**PASSAGE SHOWN:**

Words on Fire. The Unfinished Story of Yiddish.

Reviewed by Gila Wertheimer

I grew up hearing, but never speaking or understanding, Yiddish. In short, my knowledge of the language could be summed up in a single word: goornisht.

My father, however, was fluent — speaking reading and writing. He taught my mother enough so that she could understand, but he never even attempt to teach his children.

A wonderful raconteur, the phrase my sisters and I most often heard was, "It loses in the translation," as he would sometimes try to convey to us the feel of one of his "stories".

But he never felt it was important for us to know Yiddish. Hebrew was the language of the Jewish future, and its revival was what captured his imagination.

As an adult, he switched his prayerbook Hebrew, learned in the afternoons in cheder in Winnipeg, from the Ashkenazic pronunciation to the Sephardic, because that was the Hebrew of the State of Israel.

A passionate Zionist, it gave him a genuine thrill to hear Hebrew spoken, and to make attempts to speak it.

Despite his fluency in Yiddish, he felt no nostalgia for the language which, in his view, was dying out and would be replaced by Hebrew.

**DIRECTIVE 1:** Print everything in the listing from its start down to the line containing "box: [234, 132, 287, 259]", including both ends, and leave out the pictures.
The listing that follows has no connection to the book review above it.

**INPUT FOR THIS TASK:**
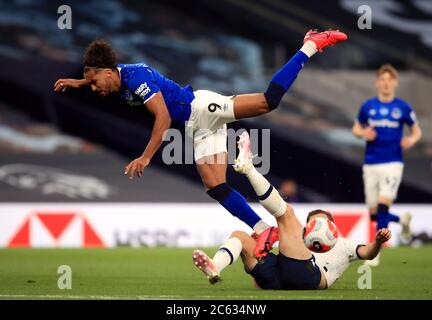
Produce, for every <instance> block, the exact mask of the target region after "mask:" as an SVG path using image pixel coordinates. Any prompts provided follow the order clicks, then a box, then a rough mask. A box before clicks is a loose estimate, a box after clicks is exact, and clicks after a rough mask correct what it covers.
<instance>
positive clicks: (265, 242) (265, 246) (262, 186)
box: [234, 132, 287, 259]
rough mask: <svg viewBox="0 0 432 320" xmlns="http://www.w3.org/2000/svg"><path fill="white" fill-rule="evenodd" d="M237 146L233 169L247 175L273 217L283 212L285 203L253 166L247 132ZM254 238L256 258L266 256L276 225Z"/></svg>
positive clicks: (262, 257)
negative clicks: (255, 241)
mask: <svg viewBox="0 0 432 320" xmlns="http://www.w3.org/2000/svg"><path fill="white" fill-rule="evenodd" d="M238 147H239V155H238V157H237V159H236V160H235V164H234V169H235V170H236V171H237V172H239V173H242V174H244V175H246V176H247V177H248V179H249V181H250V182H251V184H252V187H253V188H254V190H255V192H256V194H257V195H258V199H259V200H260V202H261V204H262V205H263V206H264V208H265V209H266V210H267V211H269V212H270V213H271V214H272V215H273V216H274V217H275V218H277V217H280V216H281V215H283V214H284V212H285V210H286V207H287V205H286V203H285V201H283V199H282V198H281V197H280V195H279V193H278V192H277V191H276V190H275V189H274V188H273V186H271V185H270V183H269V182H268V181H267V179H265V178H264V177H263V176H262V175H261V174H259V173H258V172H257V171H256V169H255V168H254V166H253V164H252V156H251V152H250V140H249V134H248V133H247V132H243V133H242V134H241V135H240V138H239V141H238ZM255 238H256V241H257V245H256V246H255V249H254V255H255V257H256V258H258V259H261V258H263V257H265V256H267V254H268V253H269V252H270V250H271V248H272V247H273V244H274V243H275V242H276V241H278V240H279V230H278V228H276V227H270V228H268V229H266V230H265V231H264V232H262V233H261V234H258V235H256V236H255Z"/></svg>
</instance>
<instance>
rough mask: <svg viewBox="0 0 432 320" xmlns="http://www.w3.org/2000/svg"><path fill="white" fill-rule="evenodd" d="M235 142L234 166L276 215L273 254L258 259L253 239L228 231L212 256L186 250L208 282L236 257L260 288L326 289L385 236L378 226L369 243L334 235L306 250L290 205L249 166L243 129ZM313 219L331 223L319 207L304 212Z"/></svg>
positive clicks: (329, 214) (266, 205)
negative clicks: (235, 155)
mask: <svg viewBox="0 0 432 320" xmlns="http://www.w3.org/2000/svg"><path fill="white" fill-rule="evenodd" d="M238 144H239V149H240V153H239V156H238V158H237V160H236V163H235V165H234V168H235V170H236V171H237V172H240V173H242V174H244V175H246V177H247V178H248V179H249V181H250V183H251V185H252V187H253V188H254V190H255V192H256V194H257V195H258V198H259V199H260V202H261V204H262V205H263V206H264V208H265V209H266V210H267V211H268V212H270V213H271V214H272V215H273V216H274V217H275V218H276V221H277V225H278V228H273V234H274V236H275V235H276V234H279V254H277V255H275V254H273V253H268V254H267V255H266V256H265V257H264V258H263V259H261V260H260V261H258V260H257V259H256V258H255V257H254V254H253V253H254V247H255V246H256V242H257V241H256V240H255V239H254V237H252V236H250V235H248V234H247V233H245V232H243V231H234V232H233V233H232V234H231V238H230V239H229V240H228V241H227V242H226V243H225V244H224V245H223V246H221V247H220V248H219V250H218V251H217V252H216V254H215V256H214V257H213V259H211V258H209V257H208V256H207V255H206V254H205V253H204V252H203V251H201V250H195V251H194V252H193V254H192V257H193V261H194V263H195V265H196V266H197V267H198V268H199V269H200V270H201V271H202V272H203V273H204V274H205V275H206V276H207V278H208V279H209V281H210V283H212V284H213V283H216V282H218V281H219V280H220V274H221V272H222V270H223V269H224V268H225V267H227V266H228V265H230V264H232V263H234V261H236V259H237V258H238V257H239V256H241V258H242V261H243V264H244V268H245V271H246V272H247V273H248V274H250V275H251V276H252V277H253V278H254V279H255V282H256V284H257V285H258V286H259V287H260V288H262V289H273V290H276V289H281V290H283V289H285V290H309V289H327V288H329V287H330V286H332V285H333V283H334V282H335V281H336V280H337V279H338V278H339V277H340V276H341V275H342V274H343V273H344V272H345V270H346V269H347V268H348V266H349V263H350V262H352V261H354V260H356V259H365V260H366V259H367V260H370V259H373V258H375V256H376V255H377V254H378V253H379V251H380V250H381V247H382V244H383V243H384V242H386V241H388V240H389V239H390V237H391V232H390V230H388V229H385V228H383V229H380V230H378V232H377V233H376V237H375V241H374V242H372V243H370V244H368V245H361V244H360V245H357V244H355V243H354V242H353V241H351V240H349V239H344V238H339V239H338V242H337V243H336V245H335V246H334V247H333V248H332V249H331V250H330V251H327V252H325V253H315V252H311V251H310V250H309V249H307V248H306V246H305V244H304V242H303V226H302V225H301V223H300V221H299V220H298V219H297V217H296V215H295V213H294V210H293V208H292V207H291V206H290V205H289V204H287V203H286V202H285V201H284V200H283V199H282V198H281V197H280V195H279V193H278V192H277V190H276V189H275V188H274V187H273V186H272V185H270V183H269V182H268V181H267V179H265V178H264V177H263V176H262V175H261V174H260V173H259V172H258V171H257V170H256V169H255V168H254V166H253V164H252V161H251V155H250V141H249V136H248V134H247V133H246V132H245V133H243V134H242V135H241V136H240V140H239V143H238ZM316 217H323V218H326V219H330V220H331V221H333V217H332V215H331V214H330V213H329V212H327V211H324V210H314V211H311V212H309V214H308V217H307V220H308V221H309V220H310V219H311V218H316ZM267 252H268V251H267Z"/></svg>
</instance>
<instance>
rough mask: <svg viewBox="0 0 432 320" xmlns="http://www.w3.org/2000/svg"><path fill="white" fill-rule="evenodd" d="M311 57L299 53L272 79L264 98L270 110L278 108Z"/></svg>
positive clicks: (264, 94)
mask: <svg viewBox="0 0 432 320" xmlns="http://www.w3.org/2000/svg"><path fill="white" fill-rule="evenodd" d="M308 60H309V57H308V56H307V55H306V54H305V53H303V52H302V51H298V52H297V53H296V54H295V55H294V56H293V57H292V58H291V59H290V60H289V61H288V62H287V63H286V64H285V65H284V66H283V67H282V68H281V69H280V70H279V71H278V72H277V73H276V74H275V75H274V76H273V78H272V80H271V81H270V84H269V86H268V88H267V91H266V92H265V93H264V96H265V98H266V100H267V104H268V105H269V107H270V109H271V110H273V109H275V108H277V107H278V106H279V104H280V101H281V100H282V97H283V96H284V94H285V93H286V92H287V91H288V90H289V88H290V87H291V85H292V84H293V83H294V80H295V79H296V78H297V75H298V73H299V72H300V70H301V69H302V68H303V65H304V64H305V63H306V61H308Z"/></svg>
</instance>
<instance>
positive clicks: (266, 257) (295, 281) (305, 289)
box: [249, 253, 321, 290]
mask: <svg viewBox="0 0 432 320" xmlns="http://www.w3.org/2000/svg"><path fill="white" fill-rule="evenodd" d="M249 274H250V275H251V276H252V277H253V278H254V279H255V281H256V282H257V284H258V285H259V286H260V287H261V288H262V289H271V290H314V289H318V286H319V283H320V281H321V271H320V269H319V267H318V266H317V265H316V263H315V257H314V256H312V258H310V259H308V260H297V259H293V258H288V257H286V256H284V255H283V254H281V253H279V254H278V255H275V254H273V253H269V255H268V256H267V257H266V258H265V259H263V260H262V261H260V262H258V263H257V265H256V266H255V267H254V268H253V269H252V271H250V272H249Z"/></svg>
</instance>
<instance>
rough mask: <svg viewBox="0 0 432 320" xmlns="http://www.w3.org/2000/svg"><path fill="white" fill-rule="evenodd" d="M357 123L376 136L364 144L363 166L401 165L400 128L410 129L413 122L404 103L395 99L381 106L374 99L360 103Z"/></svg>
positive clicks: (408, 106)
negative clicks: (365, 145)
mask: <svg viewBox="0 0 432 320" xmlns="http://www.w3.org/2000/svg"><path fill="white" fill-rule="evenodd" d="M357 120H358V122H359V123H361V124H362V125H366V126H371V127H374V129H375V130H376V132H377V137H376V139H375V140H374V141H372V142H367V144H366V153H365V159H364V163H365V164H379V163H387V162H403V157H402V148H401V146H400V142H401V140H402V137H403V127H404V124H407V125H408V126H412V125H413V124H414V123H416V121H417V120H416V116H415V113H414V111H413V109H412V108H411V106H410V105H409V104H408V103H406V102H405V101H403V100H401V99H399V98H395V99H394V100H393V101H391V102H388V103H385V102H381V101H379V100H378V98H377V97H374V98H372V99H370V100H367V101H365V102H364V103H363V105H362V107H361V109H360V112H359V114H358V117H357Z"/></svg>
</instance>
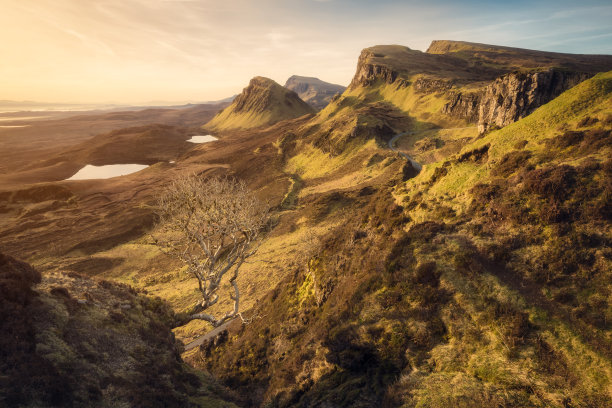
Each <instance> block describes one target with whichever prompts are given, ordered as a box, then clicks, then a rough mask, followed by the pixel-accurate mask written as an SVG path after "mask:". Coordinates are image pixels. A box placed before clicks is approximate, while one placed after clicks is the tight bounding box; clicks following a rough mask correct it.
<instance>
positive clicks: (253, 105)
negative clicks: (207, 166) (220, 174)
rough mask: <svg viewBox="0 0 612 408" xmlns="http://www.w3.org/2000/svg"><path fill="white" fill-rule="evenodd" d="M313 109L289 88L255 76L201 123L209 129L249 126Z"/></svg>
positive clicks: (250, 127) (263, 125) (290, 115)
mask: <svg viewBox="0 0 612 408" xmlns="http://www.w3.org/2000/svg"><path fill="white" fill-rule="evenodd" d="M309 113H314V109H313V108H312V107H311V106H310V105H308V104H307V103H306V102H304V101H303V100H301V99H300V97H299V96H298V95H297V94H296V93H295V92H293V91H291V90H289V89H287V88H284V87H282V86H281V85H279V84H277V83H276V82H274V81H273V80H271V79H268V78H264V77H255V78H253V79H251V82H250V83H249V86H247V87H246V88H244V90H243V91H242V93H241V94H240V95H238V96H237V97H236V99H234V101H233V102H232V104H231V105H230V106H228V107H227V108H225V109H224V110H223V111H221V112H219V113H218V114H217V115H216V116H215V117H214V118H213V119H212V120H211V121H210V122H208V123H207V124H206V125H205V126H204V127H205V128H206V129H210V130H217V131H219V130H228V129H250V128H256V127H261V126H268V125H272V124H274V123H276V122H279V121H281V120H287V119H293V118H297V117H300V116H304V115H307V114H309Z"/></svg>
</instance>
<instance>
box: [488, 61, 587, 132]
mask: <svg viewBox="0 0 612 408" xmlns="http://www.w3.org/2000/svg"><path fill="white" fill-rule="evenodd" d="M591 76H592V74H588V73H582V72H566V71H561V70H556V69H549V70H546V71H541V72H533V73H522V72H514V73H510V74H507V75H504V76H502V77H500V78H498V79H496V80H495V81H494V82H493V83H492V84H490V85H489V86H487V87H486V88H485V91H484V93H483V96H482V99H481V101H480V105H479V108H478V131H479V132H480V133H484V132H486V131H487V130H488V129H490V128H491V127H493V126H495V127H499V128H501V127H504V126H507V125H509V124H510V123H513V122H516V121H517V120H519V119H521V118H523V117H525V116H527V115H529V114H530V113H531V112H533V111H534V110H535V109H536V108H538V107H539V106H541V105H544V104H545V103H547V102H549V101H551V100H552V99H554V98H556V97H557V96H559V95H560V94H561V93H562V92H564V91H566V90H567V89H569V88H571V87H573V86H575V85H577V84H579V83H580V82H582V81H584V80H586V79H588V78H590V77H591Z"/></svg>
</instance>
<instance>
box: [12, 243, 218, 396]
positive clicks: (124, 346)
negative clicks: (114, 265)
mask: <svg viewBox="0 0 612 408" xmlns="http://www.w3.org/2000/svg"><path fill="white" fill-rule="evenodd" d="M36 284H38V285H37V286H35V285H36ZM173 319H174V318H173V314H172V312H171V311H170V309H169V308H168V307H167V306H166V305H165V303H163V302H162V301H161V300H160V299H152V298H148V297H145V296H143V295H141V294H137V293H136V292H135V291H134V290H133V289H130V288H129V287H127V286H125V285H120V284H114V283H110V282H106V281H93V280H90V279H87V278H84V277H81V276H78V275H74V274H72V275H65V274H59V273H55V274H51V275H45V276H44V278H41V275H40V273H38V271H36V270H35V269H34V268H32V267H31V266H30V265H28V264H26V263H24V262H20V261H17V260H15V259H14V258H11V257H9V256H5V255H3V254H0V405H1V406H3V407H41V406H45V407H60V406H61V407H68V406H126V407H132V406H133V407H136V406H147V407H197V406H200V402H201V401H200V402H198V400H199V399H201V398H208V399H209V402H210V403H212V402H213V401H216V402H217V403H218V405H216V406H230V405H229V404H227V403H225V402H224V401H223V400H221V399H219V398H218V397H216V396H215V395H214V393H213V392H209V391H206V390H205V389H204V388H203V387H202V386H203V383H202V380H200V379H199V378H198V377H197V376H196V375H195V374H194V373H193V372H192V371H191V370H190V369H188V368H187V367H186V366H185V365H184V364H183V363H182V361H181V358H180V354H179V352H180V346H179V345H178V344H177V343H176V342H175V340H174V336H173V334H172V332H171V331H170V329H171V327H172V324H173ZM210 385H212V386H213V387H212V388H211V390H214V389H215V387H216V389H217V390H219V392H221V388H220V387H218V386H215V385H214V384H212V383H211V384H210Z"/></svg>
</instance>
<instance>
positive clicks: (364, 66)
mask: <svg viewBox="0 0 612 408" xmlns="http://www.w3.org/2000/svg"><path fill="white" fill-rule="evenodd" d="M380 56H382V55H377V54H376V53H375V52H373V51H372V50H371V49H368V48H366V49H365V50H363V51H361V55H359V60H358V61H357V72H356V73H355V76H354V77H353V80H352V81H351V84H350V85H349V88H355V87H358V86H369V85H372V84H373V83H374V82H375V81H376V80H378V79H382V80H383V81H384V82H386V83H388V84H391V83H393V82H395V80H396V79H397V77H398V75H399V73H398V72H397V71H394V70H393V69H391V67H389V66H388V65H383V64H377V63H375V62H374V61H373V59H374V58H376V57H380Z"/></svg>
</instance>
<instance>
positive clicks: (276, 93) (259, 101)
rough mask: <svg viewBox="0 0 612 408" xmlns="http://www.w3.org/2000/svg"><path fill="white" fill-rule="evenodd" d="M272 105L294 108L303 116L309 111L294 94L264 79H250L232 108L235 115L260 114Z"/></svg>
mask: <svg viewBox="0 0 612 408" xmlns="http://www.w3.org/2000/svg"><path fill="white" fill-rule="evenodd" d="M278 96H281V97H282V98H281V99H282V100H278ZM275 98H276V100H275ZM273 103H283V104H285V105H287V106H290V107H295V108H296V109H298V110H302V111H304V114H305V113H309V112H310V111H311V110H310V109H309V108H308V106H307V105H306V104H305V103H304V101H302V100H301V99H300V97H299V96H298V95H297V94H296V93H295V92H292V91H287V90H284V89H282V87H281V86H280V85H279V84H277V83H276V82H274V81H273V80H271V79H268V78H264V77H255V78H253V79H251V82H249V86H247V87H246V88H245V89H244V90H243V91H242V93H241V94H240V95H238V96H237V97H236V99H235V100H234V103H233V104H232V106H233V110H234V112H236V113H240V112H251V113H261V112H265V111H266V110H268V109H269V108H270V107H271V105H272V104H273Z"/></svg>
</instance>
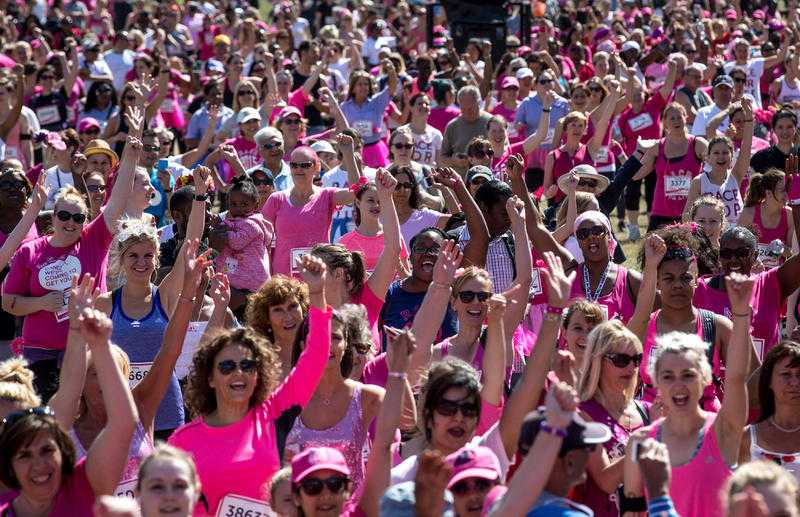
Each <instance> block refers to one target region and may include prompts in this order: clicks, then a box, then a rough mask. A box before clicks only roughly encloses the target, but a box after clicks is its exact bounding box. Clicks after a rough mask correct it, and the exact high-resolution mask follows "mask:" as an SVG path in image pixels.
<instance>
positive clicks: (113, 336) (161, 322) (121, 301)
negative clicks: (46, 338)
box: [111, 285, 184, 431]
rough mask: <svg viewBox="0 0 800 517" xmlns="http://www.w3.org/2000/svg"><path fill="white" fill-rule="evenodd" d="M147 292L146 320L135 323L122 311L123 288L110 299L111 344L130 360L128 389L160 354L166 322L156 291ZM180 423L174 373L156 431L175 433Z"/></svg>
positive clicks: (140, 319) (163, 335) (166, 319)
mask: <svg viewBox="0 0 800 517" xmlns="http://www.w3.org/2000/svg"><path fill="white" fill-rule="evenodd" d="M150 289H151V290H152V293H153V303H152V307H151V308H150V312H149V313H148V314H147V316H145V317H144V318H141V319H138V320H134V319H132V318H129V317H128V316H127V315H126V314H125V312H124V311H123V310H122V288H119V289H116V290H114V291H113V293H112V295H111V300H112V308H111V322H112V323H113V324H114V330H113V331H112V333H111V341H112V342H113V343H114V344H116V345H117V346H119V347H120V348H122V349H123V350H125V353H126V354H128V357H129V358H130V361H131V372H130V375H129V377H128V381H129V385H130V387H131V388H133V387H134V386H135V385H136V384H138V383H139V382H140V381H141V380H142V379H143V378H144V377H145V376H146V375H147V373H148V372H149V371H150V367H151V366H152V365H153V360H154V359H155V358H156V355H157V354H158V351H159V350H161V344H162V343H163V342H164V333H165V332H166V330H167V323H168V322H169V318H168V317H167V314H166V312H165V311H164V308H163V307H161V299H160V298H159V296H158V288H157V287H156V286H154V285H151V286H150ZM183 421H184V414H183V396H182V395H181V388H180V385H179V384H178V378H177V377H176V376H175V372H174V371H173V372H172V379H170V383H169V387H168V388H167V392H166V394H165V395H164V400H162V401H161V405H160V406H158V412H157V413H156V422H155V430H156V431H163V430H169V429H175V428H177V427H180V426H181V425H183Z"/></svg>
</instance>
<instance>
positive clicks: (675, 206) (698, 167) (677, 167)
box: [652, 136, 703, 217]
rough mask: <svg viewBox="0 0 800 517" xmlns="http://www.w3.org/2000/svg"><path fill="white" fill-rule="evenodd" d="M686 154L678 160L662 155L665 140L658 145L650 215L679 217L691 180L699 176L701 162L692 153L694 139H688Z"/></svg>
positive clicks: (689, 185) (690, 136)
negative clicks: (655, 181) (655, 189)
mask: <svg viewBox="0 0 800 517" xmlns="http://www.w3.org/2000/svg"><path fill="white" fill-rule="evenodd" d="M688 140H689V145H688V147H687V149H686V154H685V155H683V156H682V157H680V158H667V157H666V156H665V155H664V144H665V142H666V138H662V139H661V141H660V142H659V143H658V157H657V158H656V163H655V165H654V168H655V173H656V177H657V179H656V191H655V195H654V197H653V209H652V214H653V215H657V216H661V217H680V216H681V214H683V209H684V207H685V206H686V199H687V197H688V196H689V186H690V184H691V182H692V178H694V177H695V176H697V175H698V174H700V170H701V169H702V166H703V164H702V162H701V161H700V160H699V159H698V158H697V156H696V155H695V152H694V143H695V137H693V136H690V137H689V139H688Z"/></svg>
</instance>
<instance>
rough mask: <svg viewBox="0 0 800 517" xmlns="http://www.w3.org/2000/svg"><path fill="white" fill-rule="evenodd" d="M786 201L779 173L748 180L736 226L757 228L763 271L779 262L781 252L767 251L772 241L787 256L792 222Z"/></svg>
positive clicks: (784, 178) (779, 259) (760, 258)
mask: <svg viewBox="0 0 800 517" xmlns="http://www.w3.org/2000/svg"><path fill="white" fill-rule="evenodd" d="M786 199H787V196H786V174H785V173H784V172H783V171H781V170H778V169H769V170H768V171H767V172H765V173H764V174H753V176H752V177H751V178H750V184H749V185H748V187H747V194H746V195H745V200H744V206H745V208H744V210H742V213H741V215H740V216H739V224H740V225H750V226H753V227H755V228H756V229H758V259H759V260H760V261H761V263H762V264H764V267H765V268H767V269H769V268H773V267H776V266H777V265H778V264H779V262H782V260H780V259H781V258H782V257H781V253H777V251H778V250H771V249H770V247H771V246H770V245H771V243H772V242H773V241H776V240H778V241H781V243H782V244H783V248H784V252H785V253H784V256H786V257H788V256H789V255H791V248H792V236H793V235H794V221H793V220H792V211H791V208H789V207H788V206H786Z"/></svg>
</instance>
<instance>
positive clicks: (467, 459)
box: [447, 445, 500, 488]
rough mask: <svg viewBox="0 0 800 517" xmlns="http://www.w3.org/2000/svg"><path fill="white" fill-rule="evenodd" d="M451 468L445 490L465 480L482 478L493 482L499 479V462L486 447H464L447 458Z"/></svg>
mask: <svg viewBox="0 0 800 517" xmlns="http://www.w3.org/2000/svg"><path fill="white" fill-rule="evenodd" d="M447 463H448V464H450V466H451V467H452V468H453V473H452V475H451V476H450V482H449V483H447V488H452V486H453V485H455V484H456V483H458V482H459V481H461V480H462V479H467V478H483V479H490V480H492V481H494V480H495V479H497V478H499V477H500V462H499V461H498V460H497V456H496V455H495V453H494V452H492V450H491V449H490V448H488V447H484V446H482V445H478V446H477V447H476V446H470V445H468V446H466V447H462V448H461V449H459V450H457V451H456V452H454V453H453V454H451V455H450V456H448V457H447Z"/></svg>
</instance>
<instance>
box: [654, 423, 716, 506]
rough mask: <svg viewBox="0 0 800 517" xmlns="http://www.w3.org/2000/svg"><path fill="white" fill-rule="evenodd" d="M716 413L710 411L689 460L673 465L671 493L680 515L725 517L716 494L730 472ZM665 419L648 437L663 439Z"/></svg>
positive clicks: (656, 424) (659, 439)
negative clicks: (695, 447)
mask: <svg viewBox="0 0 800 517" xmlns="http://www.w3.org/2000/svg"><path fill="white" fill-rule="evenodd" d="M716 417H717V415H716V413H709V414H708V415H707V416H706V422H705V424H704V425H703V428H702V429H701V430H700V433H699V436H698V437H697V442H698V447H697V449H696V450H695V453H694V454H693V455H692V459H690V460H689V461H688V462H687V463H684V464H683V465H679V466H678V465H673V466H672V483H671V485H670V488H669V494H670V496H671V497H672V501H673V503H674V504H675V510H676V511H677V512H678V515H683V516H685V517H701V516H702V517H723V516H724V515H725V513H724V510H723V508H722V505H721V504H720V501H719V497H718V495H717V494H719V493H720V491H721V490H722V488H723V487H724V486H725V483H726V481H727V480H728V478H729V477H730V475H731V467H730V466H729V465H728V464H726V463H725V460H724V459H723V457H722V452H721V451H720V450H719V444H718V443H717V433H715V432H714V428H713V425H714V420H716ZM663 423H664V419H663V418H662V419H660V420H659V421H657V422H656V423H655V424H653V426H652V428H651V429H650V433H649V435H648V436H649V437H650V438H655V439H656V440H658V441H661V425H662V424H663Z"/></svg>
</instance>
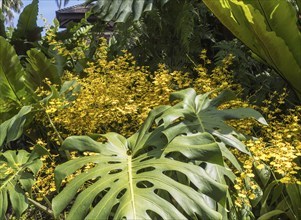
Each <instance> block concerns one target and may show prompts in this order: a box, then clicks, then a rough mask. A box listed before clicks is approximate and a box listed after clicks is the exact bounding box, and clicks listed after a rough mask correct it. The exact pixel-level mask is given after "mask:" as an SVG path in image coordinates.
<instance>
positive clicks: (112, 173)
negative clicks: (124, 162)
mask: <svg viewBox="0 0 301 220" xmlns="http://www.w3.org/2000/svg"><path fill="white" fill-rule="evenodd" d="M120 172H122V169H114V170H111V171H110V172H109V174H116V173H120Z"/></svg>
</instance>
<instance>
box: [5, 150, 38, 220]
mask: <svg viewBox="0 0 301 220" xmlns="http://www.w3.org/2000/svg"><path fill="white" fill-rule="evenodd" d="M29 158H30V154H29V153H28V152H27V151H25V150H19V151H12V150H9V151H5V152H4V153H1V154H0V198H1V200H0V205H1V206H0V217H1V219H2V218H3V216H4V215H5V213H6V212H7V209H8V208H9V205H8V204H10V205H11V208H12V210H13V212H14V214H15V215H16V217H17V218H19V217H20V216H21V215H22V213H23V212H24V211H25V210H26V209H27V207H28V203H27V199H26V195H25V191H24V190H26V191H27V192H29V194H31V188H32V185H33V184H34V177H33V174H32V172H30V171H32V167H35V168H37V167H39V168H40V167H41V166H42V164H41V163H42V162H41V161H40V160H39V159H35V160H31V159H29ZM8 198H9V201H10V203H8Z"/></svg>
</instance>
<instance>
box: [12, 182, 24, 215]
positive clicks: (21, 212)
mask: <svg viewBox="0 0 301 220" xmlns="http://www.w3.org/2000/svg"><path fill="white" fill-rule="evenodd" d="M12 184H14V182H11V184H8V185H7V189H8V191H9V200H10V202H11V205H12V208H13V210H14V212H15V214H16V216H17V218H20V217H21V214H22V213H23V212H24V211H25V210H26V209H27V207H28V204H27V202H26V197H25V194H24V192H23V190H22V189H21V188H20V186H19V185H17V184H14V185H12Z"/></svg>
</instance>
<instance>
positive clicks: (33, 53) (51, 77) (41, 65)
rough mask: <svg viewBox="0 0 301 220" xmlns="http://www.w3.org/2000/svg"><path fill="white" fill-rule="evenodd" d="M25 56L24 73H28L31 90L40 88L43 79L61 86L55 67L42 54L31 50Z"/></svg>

**DIRECTIVE 2:** According to the book review, where did the reviewer's father learn his prayerbook Hebrew?

**WRITTEN SOLUTION 1:**
Produce, for every <instance> block, the exact mask of the target region after "mask:" as an SVG path using image pixel coordinates. Any prompts provided follow the order clicks, then a box, then a rough mask. A box before clicks is a loose estimate, a box after clicks is exact, and clicks after a rough mask correct what it covers.
<instance>
positive clicks: (265, 242) (265, 246) (262, 186)
box: [234, 132, 287, 259]

**WRITTEN SOLUTION 2:** He learned it in the afternoons in cheder in Winnipeg.